• ページ:
####################

本ドキュメントで取り扱うIPアドレスは、IPv4プロトコルで使用される32ビッ
トバイナリ番号である。IPアドレスには主要なタイプが3つある。


グローバルアドレス
グローバルIPアドレスは、インターネットアドレス空間を形成する。グローバ
ルアドレスは、セクション2.2で述べる目標に従って、世界的規模で固有なも
のとして割り当てられる。このアドレス空間の第1の目的は、インターネット
上でIPv4を使用して通信できるようにすることにある。第2の目的は、相互接
続されたプライベートインターネット同士で、IPv4を使用して通信できるよう
にすることにある。現時点では、プロバイダ独立(PI)アドレスおよびプロバイ
ダ集約(PA)アドレスという2種類のグローバルアドレスが、明確に区別されて
いる。その詳細については、セクション2.4を参照されたい。PIおよびPAアド
レス空間に関する詳細情報は、「ripe-127
 [Karrenberg95a]」にも収められている。

####################

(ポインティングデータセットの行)
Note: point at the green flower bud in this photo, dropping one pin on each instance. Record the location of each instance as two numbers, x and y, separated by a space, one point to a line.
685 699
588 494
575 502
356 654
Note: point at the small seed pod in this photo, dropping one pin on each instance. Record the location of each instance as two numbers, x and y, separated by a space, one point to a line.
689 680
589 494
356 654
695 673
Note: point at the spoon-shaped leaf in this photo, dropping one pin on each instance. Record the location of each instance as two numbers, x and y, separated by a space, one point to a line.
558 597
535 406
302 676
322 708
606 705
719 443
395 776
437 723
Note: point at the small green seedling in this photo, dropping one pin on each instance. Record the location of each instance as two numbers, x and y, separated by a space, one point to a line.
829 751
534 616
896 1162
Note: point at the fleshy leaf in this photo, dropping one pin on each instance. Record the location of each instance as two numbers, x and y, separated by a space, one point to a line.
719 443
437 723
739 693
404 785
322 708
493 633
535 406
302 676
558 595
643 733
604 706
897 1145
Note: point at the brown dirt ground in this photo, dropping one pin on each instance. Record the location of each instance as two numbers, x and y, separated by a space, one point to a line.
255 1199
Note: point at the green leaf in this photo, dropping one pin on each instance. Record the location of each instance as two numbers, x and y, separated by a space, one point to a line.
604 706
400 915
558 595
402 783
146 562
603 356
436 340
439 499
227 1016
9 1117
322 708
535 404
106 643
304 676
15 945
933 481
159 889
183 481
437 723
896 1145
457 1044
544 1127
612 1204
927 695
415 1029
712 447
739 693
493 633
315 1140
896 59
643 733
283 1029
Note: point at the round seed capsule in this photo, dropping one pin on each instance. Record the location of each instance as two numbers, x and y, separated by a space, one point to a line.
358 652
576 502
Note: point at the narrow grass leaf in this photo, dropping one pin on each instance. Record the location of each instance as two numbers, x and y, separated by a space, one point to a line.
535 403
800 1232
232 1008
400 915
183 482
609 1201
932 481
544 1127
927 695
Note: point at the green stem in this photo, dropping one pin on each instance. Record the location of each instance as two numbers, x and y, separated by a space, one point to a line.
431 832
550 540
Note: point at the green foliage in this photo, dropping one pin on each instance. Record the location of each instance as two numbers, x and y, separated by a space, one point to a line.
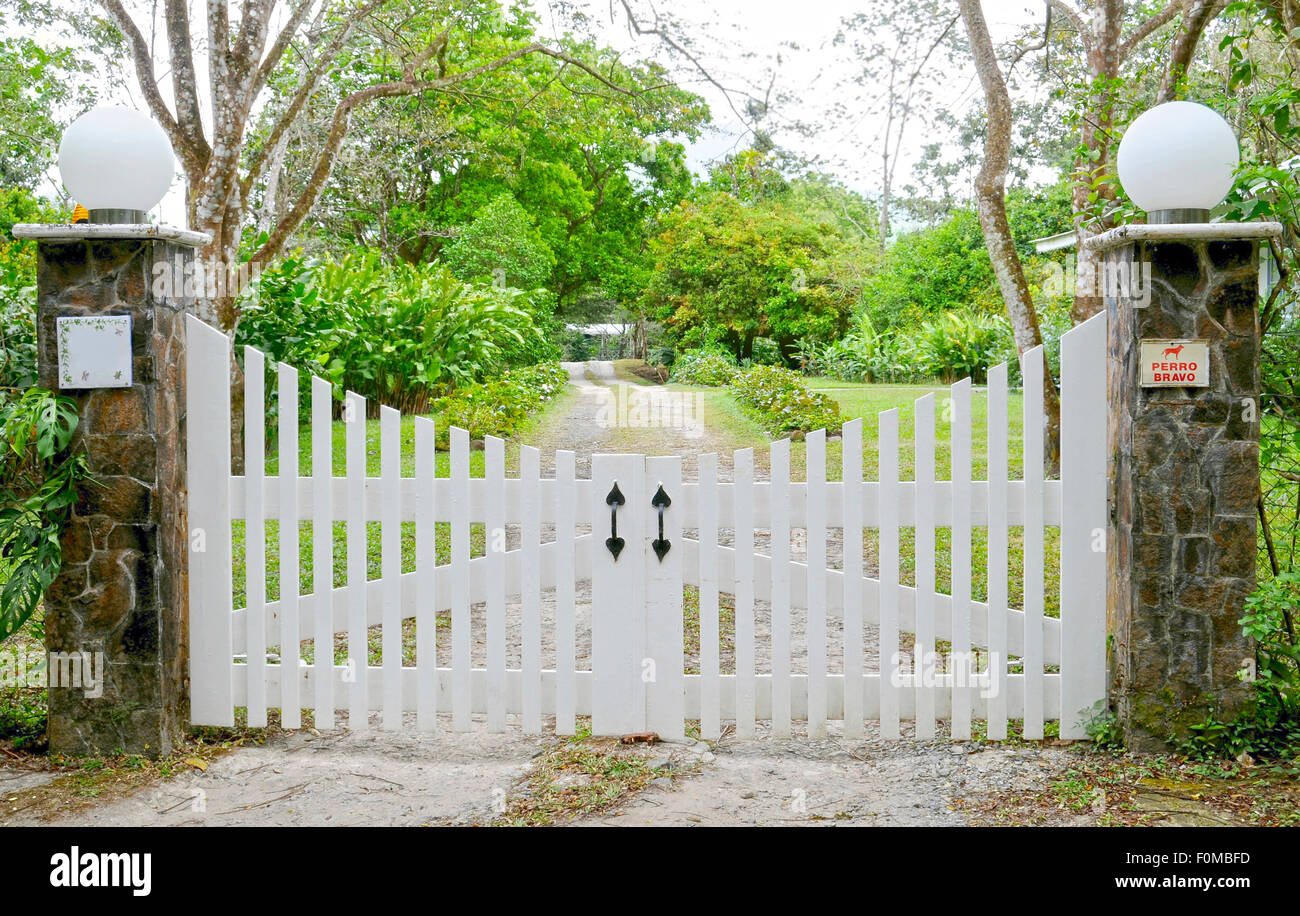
35 81
945 267
1270 726
395 334
17 337
781 403
38 487
703 367
502 246
499 406
750 257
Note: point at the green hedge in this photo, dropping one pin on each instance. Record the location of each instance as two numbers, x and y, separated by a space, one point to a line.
780 402
498 407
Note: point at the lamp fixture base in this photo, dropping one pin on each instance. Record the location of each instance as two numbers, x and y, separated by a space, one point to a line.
118 216
1182 215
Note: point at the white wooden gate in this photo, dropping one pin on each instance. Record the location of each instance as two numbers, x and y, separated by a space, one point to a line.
525 639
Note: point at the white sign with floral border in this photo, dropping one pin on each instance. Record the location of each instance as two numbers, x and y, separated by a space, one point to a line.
95 352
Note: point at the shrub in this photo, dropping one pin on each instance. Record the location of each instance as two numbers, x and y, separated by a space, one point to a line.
38 487
395 334
781 403
498 407
703 367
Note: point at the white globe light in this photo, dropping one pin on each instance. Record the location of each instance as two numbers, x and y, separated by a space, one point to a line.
1178 156
116 159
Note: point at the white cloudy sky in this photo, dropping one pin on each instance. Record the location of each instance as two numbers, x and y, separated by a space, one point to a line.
740 39
739 42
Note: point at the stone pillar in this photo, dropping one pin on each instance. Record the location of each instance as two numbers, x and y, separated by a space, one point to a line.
122 587
1184 476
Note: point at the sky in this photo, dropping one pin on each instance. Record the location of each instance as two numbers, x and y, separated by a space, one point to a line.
739 43
741 39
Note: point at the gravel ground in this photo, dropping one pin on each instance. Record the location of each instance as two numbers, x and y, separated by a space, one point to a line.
407 778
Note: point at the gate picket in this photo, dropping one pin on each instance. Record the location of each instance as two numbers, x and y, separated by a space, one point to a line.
961 665
997 552
390 558
425 558
815 463
358 636
742 509
531 590
1083 525
923 646
1032 370
323 560
566 498
852 538
710 702
255 541
889 690
780 552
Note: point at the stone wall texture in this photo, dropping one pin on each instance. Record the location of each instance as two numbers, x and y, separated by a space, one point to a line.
1184 478
122 589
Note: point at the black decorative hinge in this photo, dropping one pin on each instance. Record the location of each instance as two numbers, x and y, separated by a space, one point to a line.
661 502
614 500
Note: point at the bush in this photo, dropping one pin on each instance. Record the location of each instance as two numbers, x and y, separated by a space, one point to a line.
962 343
1270 726
703 367
498 407
38 487
17 337
781 403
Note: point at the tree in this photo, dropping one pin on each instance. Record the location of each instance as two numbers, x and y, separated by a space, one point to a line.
991 199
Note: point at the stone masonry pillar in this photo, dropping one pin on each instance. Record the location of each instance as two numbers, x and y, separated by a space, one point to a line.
122 587
1184 476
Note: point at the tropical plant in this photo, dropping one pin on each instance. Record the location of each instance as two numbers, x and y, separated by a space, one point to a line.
397 334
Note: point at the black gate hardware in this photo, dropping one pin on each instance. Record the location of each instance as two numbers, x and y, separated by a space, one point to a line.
661 502
614 500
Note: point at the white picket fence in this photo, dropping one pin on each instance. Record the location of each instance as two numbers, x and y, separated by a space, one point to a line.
636 680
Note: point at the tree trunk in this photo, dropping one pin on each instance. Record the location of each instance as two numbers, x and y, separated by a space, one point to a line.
991 196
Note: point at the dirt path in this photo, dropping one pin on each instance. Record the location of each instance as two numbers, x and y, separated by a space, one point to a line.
390 778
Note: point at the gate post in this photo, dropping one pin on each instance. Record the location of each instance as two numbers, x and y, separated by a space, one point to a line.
1183 465
120 597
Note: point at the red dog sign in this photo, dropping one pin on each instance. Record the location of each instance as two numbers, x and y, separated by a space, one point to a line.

####################

• 課題一覧:
1. エントリの中から「small」という語を含む行をすべて選び出し、一字も変えずに書き写してください。
2. IPアドレスの種類を説明した文章を、最後の文の後から書き継ぐこと。

• 課題ごとの回答:
1.
Note: point at the small seed pod in this photo, dropping one pin on each instance. Record the location of each instance as two numbers, x and y, separated by a space, one point to a line.
Note: point at the small green seedling in this photo, dropping one pin on each instance. Record the location of each instance as two numbers, x and y, separated by a space, one point to a line.

2.
プライベートアドレス
一部のアドレス範囲は、IPを使用するプライベートネットワークの運営用とし
て確保されている。これらのアドレスは、登録または調整を必要とせずに、誰
でも各自のプライベートネットワーク内で使用することができる。この種のア
ドレスを使用しているホストには、インターネットから到達することはできな
い。プライベートアドレス空間の詳細な説明については、「RFC
 1918 [Rekhter96b]」を参照されたい。


特別リザーブアドレス
マルチキャストなどのアプリケーション用にリザーブされているアドレス範囲
がいくつかある。これらのアドレスについては、別のドキュメント(たとえば、
「RFC 1112 [Deering89a]」)で説明されており、本ドキュメントの説明対象で
はない。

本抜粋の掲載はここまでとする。